● The task
Can you return the passage of the Form 8-K from "(Exact name of" to "including area code)" word for word?

UNITED STATES
SECURITIES AND EXCHANGE COMMISSION
Washington, D.C. 20549
FORM 8-K
CURRENT REPORT
Pursuant to Section 13 or 15(d)
of The Securities Exchange Act of 1934
Date of Report
(Date of earliest event reported)
April 20, 2020
AMERICAN EAGLE OUTFITTERS, INC.
(Exact name of registrant as specified in its charter)
Delaware | 1-33338 | 13-2721761 | ||
(State of incorporation) | (Commission File Number) | (IRS Employer Identification No.) |
77 Hot Metal Street Pittsburgh, Pennsylvania | 15203-2329 | |
(Address of principal executive offices) | (Zip Code) |
(412) 432-3300
(Registrant’s telephone number, including area code)
N/A
(Former name or former address, if changed since last report)
Check the appropriate box below if the Form 8-K filing is intended to simultaneously satisfy the filing obligation of the registrant under any of the following provisions (see General Instruction A.2. below):
☐ | Written communications pursuant to Rule 425 under the Securities Act (17 CFR 230.425) |
☐ | Soliciting material pursuant to Rule 14a-12 under the Exchange Act (17 CFR 240.14a-12) |
☐ | Pre-commencement communications pursuant to Rule 14d-2(b) under the Exchange Act (17 CFR 240.14d-2(b)) |
☐ | Pre-commencement communications pursuant to Rule 13e-4(c) under the Exchange Act (17 CFR 240.13e-4(c)) |
Securities registered pursuant to Section 12(b) of the Act:
Title of each class | Trading Symbol(s) | Name of each exchange on which registered | ||
Common Stock, $0.01 par value | AEO | New York Stock Exchange |
Indicate by check mark whether the registrant is an emerging growth company as defined in Rule 405 of the Securities Act of 1933 (§230.405 of this chapter) or Rule 12b-2 of the Securities Exchange Act of 1934 (§240.12b-2 of this chapter).
Emerging growth company ☐
If an emerging growth company, indicate by check mark if the registrant has elected not to use the extended transition period for complying with any new or revised financial accounting standards provided pursuant to Section 13(a) of the Exchange Act. ☐
ITEM 5.02 | Departure of Directors or Certain Officers; Election of Directors; Appointment of Certain Officers; Compensatory Arrangements of Certain Officers. |
On April 20, 2020, American Eagle Outfitters, Inc. (the “Company”) announced that Michael A. Mathias has been appointed Executive Vice President - Chief Financial Officer and Principal Financial Officer of the Company, effective immediately. Mr. Mathias will succeed Robert L. Madore, who has served in that position since October 2016. Mr. Madore will continue as a non-executive officer employee through September 2020 to transition his responsibilities.

● Stored rows
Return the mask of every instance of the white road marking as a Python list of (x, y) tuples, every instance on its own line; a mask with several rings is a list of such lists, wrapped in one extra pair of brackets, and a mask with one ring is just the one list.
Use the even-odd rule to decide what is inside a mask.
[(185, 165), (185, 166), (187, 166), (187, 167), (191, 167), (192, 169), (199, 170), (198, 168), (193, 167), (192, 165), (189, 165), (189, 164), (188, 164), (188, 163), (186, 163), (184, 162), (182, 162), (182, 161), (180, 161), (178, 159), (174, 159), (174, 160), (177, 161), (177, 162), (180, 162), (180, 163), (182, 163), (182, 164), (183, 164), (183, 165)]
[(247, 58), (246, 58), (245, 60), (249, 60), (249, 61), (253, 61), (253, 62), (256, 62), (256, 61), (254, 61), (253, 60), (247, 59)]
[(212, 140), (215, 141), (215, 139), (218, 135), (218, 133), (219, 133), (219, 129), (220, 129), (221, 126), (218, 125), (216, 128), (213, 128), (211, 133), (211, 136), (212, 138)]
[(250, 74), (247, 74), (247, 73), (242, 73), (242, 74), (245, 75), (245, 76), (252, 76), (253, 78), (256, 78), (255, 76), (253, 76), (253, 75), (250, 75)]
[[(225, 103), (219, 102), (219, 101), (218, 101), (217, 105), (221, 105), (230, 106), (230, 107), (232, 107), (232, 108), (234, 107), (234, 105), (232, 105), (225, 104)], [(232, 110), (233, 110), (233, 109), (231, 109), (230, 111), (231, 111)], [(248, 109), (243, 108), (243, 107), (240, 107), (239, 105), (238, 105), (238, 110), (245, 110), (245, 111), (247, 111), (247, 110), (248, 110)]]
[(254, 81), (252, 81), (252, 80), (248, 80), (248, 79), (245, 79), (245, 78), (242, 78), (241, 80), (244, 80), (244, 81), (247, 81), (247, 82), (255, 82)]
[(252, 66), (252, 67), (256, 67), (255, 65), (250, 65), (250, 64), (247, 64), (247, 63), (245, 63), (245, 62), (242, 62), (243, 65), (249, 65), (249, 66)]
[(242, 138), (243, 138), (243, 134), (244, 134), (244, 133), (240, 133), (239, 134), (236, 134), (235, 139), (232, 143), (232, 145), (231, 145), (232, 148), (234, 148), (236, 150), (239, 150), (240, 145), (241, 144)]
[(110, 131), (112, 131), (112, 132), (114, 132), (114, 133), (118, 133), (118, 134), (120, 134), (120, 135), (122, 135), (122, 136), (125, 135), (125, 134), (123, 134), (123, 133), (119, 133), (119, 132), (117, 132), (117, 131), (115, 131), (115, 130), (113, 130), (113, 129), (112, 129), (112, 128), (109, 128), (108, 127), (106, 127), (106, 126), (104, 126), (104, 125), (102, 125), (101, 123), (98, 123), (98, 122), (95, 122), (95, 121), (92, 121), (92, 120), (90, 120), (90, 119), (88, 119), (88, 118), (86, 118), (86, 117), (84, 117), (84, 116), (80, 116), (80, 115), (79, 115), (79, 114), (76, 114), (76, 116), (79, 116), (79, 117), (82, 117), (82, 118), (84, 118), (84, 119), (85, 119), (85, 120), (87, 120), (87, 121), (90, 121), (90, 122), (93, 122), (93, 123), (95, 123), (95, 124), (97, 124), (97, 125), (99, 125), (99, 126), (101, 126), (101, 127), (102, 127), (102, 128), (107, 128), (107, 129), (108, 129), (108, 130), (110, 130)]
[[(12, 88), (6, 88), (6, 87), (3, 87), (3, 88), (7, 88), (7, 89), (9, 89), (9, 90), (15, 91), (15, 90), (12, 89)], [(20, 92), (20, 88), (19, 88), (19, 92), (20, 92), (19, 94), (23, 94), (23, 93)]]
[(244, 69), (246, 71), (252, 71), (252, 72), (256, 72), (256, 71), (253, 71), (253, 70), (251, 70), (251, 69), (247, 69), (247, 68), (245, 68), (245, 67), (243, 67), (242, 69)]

● Task solution
(Exact name of registrant as specified in its charter)
Delaware | 1-33338 | 13-2721761 | ||
(State of incorporation) | (Commission File Number) | (IRS Employer Identification No.) |
77 Hot Metal Street Pittsburgh, Pennsylvania | 15203-2329 | |
(Address of principal executive offices) | (Zip Code) |
(412) 432-3300
(Registrant’s telephone number, including area code)